* **Travail à faire**:
a) D'après le texte sur le déclin des groupes de musique, depuis quelle année les hit-parades américains comptent-ils plus de collaborations musicales que de groupes ?
b) Poursuivez, s'il vous plaît, le texte sur le déclin des groupes de musique à la suite de sa dernière phrase.

La priorité accordée à l'artiste solo se manifeste également dans la culture du télécrochet et de la télé-réalité. Les artistes individuels y sont encouragés et non les groupes. De nombreux jeunes chanteurs et chanteuses choisissent donc dès le départ de s'orienter vers une carrière solo.

On n'est plus très rock'n'roll

La culture du groupe de musique a ses racines dans le rock. Or, c'est justement depuis le début du nouveau millénaire que le genre a perdu sa domination. Dans les années 1990, il y a certes eu quelques exceptions, avec des collectifs de rap comme le Wu-Tang Clan ou des groupes d'électro comme The Prodigy. Mais le hip-hop, le RnB et la musique électronique se sont rapidement tournés vers la production pop actuelle, dominée par des artistes solos.

Les producteurs de musique préfèrent aujourd'hui miser sur des featuring plutôt que des groupes fixes

Comme le montre Datapulse, depuis 2007, on compte dans les hit-parades américains plus de collaborations musicales que de bandes. Les producteurs ne sont ainsi pas cantonnés à un style de musique, mais peuvent réagir plus rapidement à l'évolution constante des tendances dans la pop. De plus, les collaborations promettent de multiplier les écoutes en streaming, car elles s'adressent à plusieurs fanbases, et augmentent ainsi les chances de figurer en haut des classements.

[Enregistrements d'un jeu de données]

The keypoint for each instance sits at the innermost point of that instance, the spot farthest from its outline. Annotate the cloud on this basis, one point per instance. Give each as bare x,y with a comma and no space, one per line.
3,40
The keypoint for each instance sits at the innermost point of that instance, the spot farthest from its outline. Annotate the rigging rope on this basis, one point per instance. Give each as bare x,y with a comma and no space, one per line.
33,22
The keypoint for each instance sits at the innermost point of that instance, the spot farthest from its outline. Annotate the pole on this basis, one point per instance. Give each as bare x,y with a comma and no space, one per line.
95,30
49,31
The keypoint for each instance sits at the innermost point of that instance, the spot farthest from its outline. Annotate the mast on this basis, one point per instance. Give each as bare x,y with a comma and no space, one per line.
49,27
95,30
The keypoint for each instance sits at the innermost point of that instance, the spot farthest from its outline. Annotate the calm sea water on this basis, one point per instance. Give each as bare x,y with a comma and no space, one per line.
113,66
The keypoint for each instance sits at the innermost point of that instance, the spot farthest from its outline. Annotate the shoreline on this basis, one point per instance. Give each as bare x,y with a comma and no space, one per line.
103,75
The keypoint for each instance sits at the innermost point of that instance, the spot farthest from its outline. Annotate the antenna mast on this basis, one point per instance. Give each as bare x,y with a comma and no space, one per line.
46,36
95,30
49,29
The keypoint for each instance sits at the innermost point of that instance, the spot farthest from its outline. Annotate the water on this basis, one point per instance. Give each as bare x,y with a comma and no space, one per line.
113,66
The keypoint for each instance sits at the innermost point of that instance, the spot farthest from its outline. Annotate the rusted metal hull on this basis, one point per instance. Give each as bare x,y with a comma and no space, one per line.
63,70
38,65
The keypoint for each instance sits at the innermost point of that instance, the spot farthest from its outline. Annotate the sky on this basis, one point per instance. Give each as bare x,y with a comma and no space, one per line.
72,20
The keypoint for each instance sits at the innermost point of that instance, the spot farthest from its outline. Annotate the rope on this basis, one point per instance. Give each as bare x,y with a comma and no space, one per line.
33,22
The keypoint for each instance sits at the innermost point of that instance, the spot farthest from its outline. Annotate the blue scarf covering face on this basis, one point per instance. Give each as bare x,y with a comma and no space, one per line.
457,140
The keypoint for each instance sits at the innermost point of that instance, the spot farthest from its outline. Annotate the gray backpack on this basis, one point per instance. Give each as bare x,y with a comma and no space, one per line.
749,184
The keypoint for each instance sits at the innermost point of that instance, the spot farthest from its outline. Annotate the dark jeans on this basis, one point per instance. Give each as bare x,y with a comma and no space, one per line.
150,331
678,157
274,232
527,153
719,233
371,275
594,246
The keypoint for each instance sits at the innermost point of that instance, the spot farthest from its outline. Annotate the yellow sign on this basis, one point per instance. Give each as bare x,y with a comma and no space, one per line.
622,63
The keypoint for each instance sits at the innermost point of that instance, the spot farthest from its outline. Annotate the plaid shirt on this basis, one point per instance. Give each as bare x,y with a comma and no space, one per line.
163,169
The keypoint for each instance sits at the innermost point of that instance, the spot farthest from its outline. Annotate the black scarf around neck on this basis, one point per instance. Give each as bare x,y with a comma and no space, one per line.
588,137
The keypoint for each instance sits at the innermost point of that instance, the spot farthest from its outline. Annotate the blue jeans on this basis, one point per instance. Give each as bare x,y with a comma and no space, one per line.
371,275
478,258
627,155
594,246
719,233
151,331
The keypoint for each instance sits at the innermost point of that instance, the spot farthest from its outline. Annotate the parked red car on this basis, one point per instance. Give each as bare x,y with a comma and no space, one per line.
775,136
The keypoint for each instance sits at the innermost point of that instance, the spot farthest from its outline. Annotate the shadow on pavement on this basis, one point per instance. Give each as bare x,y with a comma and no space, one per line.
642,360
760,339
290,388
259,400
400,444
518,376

* **Réponses par tâche**:
a) Depuis 2007.

b)
Il reste des héritiers

Bien sûr, il existe toujours des groupes. Parmi ceux nés dans les années 1990, seuls Coldplay, Linkin Park et les Foo Fighters connaissent encore un succès mondial. Au tournant du millénaire, Maroon 5 (fondé en 2001) et Imagine Dragons (2008), One Direction (2010) et les Sud-coréens BTS (2010) les ont rejoints dans le panthéon des collectifs à succès.

Mais c'est encore et toujours dans le rock, le punk, le métal, ainsi que dans le jazz et le blues, que l'esprit de bande continue de vivre. Elle continue même d'y être la grande règle. Mais ces groupes ont fait leur temps en tant que fournisseurs de tubes. (aargauerzeitung.ch)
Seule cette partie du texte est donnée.